From the material below, tally every line containing "woman"; reply with the total only.

====== Working data

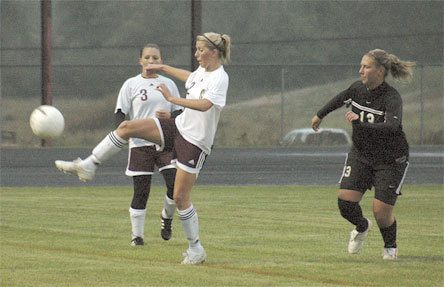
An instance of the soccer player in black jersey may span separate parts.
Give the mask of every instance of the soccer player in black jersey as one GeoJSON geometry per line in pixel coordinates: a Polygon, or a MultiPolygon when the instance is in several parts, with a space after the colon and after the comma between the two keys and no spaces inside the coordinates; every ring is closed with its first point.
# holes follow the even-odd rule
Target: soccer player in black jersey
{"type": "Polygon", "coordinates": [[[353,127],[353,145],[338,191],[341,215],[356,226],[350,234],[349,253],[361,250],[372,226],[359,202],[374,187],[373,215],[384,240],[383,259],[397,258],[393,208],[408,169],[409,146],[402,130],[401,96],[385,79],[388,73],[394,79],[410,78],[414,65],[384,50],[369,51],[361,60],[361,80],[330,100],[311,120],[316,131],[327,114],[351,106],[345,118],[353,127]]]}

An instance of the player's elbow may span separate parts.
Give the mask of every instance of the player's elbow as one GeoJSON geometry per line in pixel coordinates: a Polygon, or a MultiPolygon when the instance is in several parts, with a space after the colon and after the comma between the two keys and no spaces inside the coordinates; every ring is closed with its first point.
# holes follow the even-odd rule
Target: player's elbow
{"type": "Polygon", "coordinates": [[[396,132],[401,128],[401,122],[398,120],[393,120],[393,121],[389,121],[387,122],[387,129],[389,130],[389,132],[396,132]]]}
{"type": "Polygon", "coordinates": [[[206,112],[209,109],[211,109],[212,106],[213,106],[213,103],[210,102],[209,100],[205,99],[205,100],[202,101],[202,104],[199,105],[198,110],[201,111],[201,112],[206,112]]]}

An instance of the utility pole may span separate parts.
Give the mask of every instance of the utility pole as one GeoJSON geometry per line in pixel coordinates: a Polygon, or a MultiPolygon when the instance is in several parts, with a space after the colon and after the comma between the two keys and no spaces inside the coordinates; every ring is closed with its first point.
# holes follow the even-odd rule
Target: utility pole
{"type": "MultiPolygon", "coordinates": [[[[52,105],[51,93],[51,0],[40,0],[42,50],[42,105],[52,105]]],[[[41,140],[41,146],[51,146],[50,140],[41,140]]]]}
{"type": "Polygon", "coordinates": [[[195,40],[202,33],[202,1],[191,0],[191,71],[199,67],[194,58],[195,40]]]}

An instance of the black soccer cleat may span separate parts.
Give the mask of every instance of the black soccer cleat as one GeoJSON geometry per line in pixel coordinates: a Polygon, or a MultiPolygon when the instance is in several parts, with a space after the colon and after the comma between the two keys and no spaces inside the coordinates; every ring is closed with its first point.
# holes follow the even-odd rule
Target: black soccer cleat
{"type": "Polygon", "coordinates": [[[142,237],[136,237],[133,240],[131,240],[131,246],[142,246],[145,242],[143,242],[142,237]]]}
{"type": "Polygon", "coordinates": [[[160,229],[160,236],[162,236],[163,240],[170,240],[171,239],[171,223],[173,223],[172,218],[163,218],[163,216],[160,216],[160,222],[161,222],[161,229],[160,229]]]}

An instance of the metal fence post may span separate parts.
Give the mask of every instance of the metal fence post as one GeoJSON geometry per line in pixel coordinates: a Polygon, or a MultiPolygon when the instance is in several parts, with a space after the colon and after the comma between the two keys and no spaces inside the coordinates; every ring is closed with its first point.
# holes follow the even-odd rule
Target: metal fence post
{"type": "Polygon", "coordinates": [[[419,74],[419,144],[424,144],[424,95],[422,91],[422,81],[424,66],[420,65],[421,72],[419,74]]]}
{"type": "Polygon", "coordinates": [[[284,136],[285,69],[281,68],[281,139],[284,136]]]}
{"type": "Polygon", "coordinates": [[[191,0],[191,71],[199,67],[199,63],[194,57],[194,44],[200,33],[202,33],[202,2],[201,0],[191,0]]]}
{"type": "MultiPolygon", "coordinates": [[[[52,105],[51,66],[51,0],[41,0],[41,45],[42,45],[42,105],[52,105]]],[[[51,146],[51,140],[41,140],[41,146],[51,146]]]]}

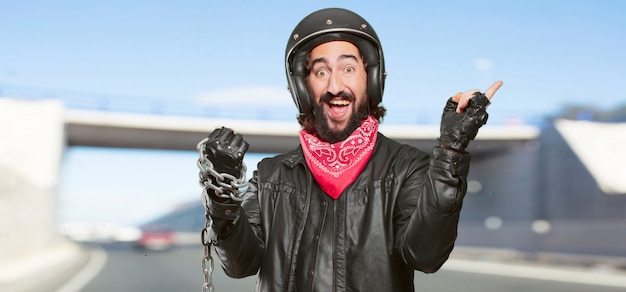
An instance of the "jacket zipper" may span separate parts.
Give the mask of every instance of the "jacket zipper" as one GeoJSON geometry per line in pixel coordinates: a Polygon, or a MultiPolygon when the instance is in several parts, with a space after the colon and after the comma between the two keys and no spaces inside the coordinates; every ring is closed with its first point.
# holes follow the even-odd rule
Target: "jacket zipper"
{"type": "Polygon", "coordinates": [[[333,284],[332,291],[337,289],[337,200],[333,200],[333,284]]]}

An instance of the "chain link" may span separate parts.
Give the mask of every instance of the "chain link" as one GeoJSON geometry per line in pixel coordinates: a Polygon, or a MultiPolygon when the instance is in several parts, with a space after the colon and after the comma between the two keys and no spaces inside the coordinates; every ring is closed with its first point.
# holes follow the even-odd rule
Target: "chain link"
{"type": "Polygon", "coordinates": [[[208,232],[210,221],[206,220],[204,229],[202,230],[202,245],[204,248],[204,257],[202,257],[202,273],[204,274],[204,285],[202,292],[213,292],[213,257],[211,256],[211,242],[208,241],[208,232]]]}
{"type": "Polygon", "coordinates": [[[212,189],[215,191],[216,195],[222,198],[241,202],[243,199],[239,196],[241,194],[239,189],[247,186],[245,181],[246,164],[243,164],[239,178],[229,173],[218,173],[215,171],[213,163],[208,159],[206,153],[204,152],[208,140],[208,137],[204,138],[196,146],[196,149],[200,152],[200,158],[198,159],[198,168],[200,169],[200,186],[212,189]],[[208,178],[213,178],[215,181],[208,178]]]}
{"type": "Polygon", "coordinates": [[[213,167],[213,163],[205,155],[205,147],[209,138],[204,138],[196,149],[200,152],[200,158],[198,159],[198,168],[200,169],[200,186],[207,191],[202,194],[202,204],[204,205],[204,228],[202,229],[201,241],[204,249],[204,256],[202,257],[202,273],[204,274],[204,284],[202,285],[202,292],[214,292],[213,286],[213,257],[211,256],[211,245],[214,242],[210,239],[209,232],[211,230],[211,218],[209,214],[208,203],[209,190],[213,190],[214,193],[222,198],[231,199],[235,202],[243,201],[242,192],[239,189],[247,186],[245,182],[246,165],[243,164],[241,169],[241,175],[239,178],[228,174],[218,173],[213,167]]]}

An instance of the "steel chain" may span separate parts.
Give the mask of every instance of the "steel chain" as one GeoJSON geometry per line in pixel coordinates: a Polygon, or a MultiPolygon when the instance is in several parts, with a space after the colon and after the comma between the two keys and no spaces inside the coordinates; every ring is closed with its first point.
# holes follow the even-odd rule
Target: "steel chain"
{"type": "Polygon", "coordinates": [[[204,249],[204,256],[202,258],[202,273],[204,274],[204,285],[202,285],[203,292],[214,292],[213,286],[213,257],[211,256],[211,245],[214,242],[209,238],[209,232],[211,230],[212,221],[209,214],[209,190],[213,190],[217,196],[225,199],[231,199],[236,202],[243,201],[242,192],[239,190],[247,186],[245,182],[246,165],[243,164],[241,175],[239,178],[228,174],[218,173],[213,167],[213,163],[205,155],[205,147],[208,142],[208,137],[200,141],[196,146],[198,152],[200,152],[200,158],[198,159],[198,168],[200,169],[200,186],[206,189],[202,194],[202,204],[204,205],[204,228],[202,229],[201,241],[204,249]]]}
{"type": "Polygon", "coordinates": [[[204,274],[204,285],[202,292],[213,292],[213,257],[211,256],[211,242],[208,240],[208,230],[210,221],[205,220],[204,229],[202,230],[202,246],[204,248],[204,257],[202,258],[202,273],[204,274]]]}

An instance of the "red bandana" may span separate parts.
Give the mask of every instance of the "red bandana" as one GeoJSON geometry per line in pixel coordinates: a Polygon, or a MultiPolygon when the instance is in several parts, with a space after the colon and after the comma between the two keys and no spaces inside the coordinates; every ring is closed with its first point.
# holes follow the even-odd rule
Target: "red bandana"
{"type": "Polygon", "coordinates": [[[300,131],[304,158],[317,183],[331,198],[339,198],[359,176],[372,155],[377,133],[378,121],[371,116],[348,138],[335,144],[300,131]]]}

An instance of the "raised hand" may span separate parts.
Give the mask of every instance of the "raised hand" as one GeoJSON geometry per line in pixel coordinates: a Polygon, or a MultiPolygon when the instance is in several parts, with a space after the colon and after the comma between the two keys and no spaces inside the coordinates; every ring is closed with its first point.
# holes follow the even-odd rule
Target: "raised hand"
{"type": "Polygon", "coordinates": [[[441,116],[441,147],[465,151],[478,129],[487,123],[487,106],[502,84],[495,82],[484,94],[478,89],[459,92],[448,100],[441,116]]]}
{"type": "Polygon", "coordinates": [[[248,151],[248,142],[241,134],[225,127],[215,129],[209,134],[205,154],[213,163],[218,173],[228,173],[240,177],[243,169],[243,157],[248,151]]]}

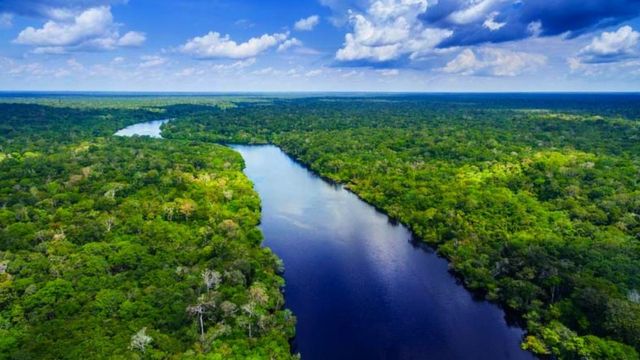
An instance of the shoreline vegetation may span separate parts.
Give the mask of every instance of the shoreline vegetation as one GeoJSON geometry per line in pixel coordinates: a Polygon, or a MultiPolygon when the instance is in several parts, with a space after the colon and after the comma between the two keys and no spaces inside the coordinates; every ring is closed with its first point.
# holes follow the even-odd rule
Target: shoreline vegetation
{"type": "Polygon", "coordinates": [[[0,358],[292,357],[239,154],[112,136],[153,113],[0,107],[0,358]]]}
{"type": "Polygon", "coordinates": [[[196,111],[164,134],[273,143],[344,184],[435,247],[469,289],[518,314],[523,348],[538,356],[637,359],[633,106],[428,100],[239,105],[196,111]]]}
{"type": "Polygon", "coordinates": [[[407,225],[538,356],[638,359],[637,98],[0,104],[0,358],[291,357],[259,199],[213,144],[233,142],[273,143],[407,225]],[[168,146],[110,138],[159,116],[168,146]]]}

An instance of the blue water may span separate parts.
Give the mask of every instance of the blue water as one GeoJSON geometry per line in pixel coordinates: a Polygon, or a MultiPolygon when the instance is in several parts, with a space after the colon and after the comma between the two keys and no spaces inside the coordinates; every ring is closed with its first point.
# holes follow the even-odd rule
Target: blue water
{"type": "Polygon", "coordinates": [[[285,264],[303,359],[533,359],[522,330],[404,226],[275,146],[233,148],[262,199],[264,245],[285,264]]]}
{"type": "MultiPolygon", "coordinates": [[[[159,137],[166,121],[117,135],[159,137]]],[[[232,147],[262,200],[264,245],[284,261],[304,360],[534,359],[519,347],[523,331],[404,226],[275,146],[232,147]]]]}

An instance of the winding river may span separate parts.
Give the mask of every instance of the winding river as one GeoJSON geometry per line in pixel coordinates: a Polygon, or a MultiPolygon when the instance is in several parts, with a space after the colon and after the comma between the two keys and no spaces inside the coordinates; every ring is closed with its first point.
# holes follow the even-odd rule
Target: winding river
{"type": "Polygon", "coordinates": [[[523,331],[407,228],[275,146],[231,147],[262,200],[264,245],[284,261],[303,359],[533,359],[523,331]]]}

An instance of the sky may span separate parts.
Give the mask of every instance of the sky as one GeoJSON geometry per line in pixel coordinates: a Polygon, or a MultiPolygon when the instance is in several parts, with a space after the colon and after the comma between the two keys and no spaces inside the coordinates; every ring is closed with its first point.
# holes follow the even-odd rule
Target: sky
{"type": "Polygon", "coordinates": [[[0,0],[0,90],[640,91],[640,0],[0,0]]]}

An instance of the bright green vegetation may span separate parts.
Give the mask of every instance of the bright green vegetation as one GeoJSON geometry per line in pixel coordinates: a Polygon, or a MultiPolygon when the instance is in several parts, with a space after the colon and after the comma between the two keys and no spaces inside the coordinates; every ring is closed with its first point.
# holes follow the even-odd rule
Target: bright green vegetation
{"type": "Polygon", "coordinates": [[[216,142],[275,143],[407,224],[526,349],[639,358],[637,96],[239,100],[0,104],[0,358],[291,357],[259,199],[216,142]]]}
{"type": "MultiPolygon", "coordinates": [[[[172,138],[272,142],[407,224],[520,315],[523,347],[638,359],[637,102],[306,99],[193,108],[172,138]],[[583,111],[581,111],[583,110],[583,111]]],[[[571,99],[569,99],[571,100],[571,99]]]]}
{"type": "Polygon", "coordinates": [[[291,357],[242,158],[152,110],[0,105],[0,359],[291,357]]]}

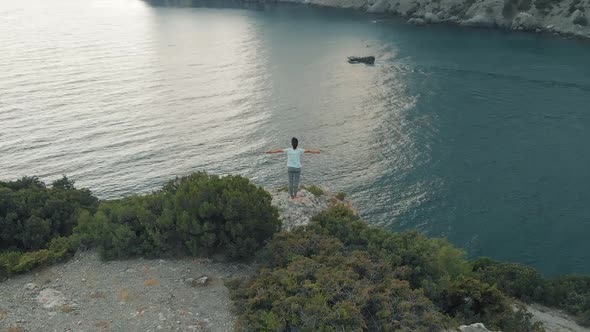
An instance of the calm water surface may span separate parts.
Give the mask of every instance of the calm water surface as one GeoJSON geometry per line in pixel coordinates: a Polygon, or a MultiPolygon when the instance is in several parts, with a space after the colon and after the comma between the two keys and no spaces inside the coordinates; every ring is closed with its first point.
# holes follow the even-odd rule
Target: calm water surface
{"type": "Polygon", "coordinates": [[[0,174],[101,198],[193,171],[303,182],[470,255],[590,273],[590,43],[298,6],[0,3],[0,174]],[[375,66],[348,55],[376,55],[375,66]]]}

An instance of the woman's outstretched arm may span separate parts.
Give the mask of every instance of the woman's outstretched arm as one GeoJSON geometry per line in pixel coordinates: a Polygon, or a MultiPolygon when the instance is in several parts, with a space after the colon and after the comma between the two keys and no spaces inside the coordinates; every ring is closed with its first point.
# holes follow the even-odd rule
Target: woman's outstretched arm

============

__Task response__: 3